- **Task input**:
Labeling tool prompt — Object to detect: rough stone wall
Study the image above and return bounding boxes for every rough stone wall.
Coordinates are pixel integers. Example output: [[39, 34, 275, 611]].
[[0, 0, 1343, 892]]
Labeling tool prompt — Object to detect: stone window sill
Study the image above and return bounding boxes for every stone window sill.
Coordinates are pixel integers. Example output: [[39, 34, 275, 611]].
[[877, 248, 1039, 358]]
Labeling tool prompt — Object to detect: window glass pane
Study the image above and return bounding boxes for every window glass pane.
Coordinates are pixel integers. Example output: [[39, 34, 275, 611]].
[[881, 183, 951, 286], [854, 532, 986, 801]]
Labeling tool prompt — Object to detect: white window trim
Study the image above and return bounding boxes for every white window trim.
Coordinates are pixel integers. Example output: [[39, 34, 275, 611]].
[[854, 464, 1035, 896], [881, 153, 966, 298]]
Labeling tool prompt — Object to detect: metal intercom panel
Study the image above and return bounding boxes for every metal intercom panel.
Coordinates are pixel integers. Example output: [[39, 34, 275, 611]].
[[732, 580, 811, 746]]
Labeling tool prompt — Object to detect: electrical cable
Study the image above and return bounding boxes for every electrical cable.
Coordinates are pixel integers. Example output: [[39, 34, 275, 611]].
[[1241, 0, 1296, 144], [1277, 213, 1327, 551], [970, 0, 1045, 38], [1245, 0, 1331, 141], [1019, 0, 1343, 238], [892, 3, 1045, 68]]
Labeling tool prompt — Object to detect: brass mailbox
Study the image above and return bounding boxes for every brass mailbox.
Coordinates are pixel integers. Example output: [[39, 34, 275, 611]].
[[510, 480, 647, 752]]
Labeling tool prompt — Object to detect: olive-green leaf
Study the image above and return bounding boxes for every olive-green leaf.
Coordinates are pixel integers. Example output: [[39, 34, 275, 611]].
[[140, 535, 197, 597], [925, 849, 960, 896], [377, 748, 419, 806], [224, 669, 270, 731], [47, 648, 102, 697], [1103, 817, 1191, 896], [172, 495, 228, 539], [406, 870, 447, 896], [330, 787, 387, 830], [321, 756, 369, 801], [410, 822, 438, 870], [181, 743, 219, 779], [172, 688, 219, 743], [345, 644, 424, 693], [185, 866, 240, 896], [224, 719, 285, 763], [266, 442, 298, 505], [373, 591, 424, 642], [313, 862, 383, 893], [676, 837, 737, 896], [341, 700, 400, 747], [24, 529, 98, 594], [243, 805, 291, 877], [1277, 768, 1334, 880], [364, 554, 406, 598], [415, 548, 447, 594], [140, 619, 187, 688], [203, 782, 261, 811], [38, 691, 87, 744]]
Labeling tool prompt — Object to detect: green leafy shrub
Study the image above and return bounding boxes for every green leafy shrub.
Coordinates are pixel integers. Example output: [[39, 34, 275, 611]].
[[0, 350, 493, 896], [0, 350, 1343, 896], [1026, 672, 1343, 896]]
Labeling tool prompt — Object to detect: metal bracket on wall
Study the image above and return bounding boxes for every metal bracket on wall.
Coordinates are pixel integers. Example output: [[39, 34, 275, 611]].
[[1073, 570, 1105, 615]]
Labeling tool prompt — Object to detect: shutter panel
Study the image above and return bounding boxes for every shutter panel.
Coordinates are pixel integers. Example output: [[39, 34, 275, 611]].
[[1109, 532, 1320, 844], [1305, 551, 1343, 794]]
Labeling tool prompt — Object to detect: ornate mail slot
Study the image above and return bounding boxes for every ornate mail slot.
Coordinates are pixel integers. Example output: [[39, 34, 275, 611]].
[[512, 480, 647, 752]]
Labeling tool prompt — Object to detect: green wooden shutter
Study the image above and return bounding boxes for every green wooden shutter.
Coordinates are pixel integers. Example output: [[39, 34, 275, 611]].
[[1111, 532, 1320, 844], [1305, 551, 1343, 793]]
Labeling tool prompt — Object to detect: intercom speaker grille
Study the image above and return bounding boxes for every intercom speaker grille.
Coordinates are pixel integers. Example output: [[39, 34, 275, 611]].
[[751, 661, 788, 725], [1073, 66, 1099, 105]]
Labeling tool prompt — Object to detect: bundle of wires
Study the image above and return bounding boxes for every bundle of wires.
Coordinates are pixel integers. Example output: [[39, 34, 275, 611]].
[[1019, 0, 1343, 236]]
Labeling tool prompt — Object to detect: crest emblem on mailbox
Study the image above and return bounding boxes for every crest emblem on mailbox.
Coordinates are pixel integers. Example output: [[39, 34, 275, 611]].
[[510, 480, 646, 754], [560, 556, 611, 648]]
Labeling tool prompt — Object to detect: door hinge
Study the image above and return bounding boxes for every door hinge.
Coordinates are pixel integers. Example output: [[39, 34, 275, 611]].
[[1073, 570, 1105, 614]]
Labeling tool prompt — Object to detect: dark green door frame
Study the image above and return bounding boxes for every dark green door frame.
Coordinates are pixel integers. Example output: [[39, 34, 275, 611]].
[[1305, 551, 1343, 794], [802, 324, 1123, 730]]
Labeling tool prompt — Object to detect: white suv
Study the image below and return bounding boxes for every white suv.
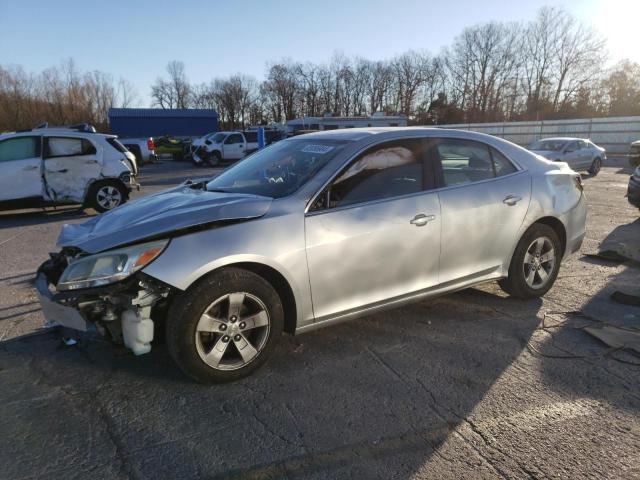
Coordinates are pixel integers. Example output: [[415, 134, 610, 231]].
[[0, 126, 137, 212]]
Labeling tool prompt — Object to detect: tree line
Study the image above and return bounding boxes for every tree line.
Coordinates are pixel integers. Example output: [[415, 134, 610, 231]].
[[0, 7, 640, 130]]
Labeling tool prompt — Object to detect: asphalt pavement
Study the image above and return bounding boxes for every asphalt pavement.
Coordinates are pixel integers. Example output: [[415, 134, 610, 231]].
[[0, 160, 640, 480]]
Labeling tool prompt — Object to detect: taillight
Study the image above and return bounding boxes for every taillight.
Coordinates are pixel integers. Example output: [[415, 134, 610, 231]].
[[573, 175, 584, 192]]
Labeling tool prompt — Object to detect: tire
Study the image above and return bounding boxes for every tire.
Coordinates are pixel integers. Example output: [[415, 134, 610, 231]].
[[85, 181, 129, 213], [498, 223, 563, 299], [166, 268, 284, 383], [207, 152, 222, 167], [588, 157, 602, 177]]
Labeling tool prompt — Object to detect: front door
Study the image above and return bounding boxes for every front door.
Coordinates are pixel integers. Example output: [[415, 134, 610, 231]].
[[222, 133, 245, 160], [434, 139, 531, 283], [305, 139, 440, 320], [0, 136, 43, 200], [44, 136, 102, 202]]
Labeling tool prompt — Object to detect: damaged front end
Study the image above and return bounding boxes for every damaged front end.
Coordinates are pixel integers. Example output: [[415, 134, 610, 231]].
[[36, 241, 172, 355]]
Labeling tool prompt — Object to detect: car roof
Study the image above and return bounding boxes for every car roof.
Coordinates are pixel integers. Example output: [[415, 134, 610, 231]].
[[290, 127, 510, 141], [538, 137, 589, 142], [0, 128, 117, 140]]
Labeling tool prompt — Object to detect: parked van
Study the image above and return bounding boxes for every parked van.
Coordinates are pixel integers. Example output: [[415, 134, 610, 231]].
[[0, 127, 137, 212]]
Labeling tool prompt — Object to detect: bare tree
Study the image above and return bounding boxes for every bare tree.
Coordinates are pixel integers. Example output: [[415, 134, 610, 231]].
[[151, 60, 191, 108]]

- **Aim of the exercise**: Rewrite every record above with "Labeling tool prompt" replaced by "Annotation tool prompt", keeping all else unchanged. Leave the pictures out of your answer.

- **Answer to the task**:
Annotation tool prompt — Object to detect: rough stone wall
Study the image above and return bounding boxes for every rough stone wall.
Coordinates are pixel integers. Example output: [[39, 34, 275, 611]].
[[0, 0, 1343, 892]]
Annotation tool prompt — Object to detect: stone window sill
Study the image above and return bounding boxes for every stone window sill.
Coordinates are pixel integers. Example output: [[39, 34, 275, 611]].
[[877, 248, 1039, 358]]
Annotation tool prompt — Object to detect: window glass pane
Study the image above and return bounding boxes for every window glass pane.
Coordinates are pixel integers. Example output: [[39, 34, 275, 611]].
[[881, 183, 951, 286], [854, 532, 986, 801]]
Annotation tool prompt — Object to detect: white window trim
Study the image above and return bounding boxes for every white window trim.
Coordinates are pixel integers. Example output: [[39, 34, 275, 611]].
[[854, 464, 1035, 896], [881, 153, 966, 298]]
Annotation tool prompt — Object to detect: metal intercom panel
Study the image above and return bounding boxes for every metal intercom panel.
Coordinates are pixel integers. Example output: [[39, 34, 275, 611]].
[[732, 580, 811, 746]]
Annotation tool prompt — Object to detect: electrical cable
Study the image above and return bounding boxes for every electrical cable.
Coordinates are pixel integers. Example output: [[39, 34, 275, 611]].
[[1241, 0, 1296, 144], [1277, 213, 1327, 551], [970, 0, 1045, 38], [1245, 0, 1331, 141], [1019, 0, 1343, 238], [892, 3, 1045, 68]]
Annotation tool prompt — Object to detect: brass mailbox
Study the image above and return bounding boxes for every brass mailbox.
Coordinates are pixel integers. Example output: [[39, 34, 275, 611]].
[[510, 480, 647, 752]]
Annotation tool prompt — Object to detect: olive-green leaf
Study the image above and return bounding boxes for every olive-green leaf.
Coordinates are pixel integers. Example output: [[39, 34, 275, 611]].
[[140, 535, 197, 597], [925, 849, 960, 896], [377, 748, 419, 806], [224, 669, 270, 731], [47, 648, 102, 697], [1103, 817, 1191, 896], [172, 495, 228, 539], [406, 870, 447, 896], [330, 787, 387, 830], [321, 756, 369, 801], [410, 822, 438, 870], [181, 743, 219, 779], [172, 688, 219, 743], [345, 644, 424, 693], [185, 866, 240, 896], [224, 719, 285, 763], [266, 442, 298, 505], [373, 591, 424, 642], [313, 862, 383, 893], [676, 837, 737, 896], [341, 700, 400, 747], [24, 529, 98, 594], [243, 805, 291, 877], [1277, 768, 1334, 880], [364, 554, 406, 598], [415, 548, 447, 594], [140, 619, 187, 688], [203, 782, 261, 811], [38, 691, 87, 744]]
Annotation tool prompt — Object to detect: green leafy shrub
Study the image above and return bounding boxes for every green leafy shrub.
Coordinates are pixel integers. Example output: [[39, 34, 275, 611]].
[[0, 350, 493, 896], [0, 350, 1343, 896], [1026, 672, 1343, 896]]
Annotation tool prompt — Object to detect: metal bracket on wall
Study the image above and return bounding boxes for every metal bracket on wall.
Coordinates are pixel integers. Example output: [[39, 34, 275, 611]].
[[1073, 570, 1105, 615]]
Annotation tool prompt — Object to detect: shutter panel
Study the image above and return bounding boxes for every shutter panel.
Coordinates are pixel integers. Example output: [[39, 34, 275, 611]].
[[1109, 532, 1320, 844], [1305, 551, 1343, 794]]
Annotation tool prompt — Object to detect: ornate mail slot
Study the image above and return bounding boxes for every ornate mail slot.
Coordinates are pixel integers. Example output: [[39, 34, 275, 611]].
[[512, 480, 647, 752]]
Annotation tool prompt — Object to detect: green wooden shutter
Study the image above and return bounding boxes for every green wooden shutter.
Coordinates are pixel integers. Example output: [[39, 34, 275, 611]].
[[1111, 532, 1320, 844], [1305, 551, 1343, 793]]
Annotation tool prompt — Object to detect: intercom speaker grille
Study the image above and return bounding boxes for every intercom speaker grille.
Coordinates are pixel integers. Example output: [[39, 34, 275, 611]].
[[751, 661, 788, 725], [1073, 66, 1099, 105]]
Annotation tool prompt — Object to detect: bundle of wires
Study the image above and return bounding boxes for every bundle of wires.
Coordinates are pixel integers. Example output: [[39, 34, 275, 611]].
[[1019, 0, 1343, 236]]
Annotation tool prompt — Object to detect: crest emblem on mailbox
Study the image above and return bounding boxes for every crest emblem on mailbox.
Coordinates are pixel integers. Example output: [[39, 34, 275, 611]].
[[510, 480, 646, 754], [560, 556, 611, 648]]
Annotation tool prompt — Object to detect: door hinge
Study the image above and return bounding boxes for every door hinge.
Coordinates are pixel integers. Example output: [[39, 34, 275, 611]].
[[1073, 570, 1105, 614]]
Annotation tool prompt — Object to detect: dark green door frame
Study the image above and return bounding boxes for every dark green door frame.
Coordinates are pixel integers. Example output: [[39, 34, 275, 611]].
[[1305, 551, 1343, 794], [802, 324, 1123, 730]]
Annotation tool prompt — Object to detect: white suv
Study the image below and return bounding boxes for every white suv.
Coordinates are pixel integers. Example output: [[415, 134, 610, 231]].
[[0, 126, 137, 212]]
Annotation tool prompt — Object to detect: tree line
Study the image above and return bounding boxes for every tree line.
Coordinates are pixel integers. Example output: [[415, 134, 610, 231]].
[[0, 7, 640, 130]]
Annotation tool prompt — Object to detect: asphalt pavement
Study the image above and return bounding boxes for every asphalt pavement.
Coordinates are pixel integers. Example output: [[415, 134, 610, 231]].
[[0, 160, 640, 480]]
Annotation tool prompt — Object to detect: taillight
Study the image above and return bounding boxes for every taillight.
Coordinates are pixel integers. Example output: [[415, 134, 610, 231]].
[[573, 175, 584, 192]]
Annotation tool prompt — Object to detect: tire
Study the image above and return bounding boxes for every tire.
Coordinates are pixel integers. Example output: [[415, 134, 610, 231]].
[[85, 181, 129, 213], [498, 223, 563, 299], [166, 268, 284, 383], [207, 152, 222, 167], [588, 157, 602, 177]]
Annotation tool prompt — Object to detect: front door
Study the image above and return bounding boxes for every front door.
Coordinates are pixel integers. Example output: [[415, 134, 610, 231]].
[[222, 133, 245, 160], [434, 139, 531, 283], [305, 139, 440, 320], [0, 136, 43, 200], [44, 136, 102, 202]]
Annotation tool prompt — Object to detect: damaged front end
Study the image above and return bounding boxes for every damaged front end.
Coordinates are pixel integers. Example output: [[415, 134, 610, 231]].
[[36, 241, 172, 355]]
Annotation tool prompt — Object to detect: car roof
Study the image above and return bounding boxes for every car roof.
Coordinates are pixel integers. Example output: [[415, 134, 610, 231]].
[[290, 127, 510, 141], [538, 137, 589, 142], [0, 128, 117, 140]]
Annotation tool prompt — Object to detect: parked van
Study the image above and return bounding boxes for every parked van.
Coordinates are pixel integers. Example output: [[415, 134, 610, 231]].
[[0, 127, 137, 212]]
Annotation tool prompt — Object to detect: bare tree
Study the image above and return bounding boxes for every bare tree.
Coordinates are pixel integers. Example output: [[415, 134, 610, 231]].
[[151, 60, 191, 108]]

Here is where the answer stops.